**Exercise details:**
Rewrite all of the data below, putting "test set" wherever "evaluation benchmark" appears and keeping everything else the same. Leave the pictures out of your answer.

**Data supplied:**
====================
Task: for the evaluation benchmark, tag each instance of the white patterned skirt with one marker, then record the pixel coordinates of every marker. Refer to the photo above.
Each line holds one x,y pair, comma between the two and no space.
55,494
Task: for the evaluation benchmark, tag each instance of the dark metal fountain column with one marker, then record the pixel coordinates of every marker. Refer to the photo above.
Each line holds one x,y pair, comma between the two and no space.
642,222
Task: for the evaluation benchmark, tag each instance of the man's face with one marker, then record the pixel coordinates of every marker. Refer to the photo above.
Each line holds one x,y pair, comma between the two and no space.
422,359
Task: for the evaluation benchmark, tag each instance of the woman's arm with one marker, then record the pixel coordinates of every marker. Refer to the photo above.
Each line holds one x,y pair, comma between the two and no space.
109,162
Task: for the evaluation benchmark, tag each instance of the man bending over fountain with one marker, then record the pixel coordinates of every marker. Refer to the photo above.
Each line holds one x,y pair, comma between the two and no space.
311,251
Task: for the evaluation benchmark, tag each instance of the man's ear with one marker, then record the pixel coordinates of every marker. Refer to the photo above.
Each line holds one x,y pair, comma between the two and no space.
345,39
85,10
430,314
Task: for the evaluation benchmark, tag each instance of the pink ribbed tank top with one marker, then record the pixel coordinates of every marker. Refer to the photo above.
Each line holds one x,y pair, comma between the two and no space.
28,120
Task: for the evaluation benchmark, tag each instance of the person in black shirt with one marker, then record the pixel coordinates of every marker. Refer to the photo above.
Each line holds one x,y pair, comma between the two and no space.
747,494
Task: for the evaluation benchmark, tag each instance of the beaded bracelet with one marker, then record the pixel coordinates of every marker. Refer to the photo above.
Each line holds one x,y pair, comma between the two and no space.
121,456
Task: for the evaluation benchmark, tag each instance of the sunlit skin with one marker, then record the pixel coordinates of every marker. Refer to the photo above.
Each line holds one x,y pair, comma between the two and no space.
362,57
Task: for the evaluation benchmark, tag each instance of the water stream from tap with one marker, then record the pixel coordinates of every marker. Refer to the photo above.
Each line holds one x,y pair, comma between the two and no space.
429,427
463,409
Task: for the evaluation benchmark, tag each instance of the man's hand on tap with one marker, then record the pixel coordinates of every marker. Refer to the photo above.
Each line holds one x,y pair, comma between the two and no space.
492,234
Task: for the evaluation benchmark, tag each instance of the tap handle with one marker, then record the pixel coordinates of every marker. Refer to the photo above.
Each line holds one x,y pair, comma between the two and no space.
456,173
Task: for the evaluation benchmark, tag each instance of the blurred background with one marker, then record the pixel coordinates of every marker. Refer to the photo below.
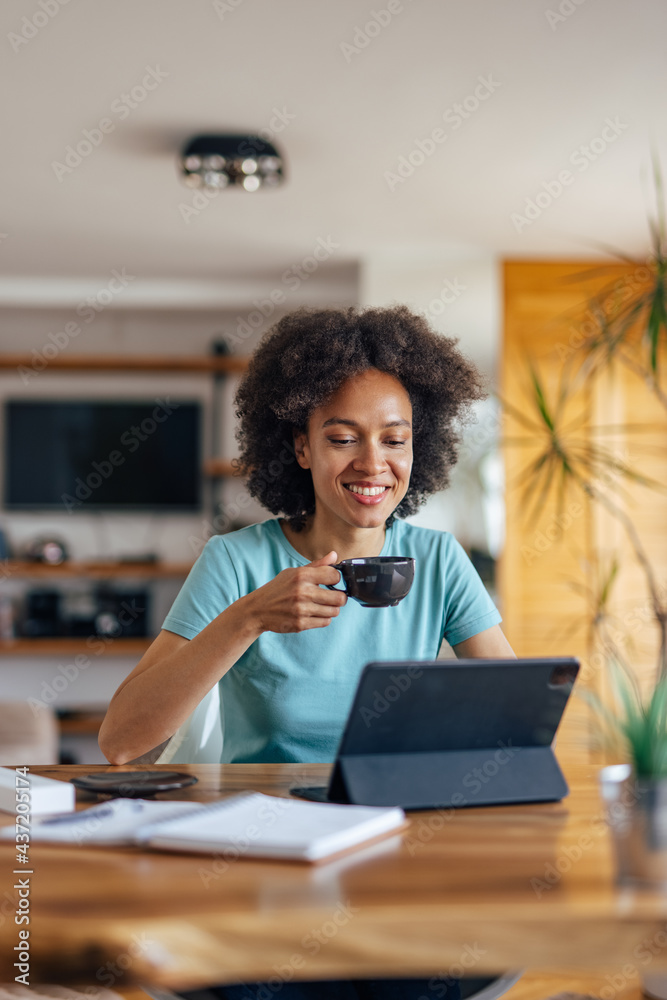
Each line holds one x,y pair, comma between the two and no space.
467,159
====================
**The reply:**
Task: for the test set, tag each instance of the white patterned skirt with one marker, then record the pixel coordinates of every marker. Refer to the photo above.
Each line holds one x,y pair, comma between the two and no space.
55,494
Task: for the test set, tag each instance of the dark metal fountain column with one marker, then record the pixel coordinates of every marker. Refer to the photo above.
Each line holds one x,y pair, comma between the two and no space.
642,222
Task: for the test set, tag each instance of the man's face with one marker, then record the pixel coordinates of every marker. Refer to the photo above.
Each line holds one x,y pair, comma between the two and no space.
422,359
Task: for the test set, tag each instance of the woman's arm with one marker, then record the pixel coordinates of every marker. Refer to the photo above.
Each line holds one x,y pair, comma between the two and no space.
109,162
Task: for the test set, tag each instance of the man bending over fountain with one marker, then record the pixel coordinates of every marker. Refer to the photo above.
Each line holds one x,y pair, comma between the two and no space.
311,251
Task: for the test set, tag each instance of the man's ear with one marker, then record the pixel coordinates of every marker. Refer to the photo above.
Each line holds one x,y pair, comma between the two and no space.
345,39
85,10
430,314
Task: for the test set, tag each instance of the pink ribbed tank top with one marker, then record the pixel coordinates of every marker. Refer to the photo above.
Each line holds one x,y pair, comma between the two and no space.
28,120
Task: for the test set, tag each instance of the person in black shirt with one marker, then record the pixel coordinates of every marker. Refer to the photo above.
Each line holds one x,y pair, comma between the two and no space.
747,494
Task: for the test set, tag each instance of the beaded bracelet with one marker, then record the pixel coordinates of every marker. Refer to the photo above.
Each line holds one x,y pair, comma between the two and no space.
121,456
Task: for the test set, tag each instance of the sunlit skin with one marker, then record the pixel coordinates of every marker. Refer to the photo above.
Each line holds one x,y pair, comma between the two and no space.
362,57
Task: for the test set, tag each instance of the water stream from tap with one marker, then record the pixel coordinates of every marker. Refer to the photo above.
Each line holds one x,y pair, comma between the two and no space.
429,427
463,409
Task: for the test set, tag each instance of the man's hand on tap with one marker, then record the pixel coordinates of every marker. Refer to the photo above.
Each line holds one x,y pair, comma between the two and no space.
492,234
Task: for the test set, tag each instance of the tap handle with one marker, then record the pixel coordinates of every marker. Refer to the photo above.
Each line holds one x,y pair, comma between the two and no space.
456,173
Task: for the test set, tag each instance of the blurred background with one marker, then record the pixel coordinates of every marker. Refer to the photo below.
Each line holds one x,y pair, comma between the two and no space.
467,159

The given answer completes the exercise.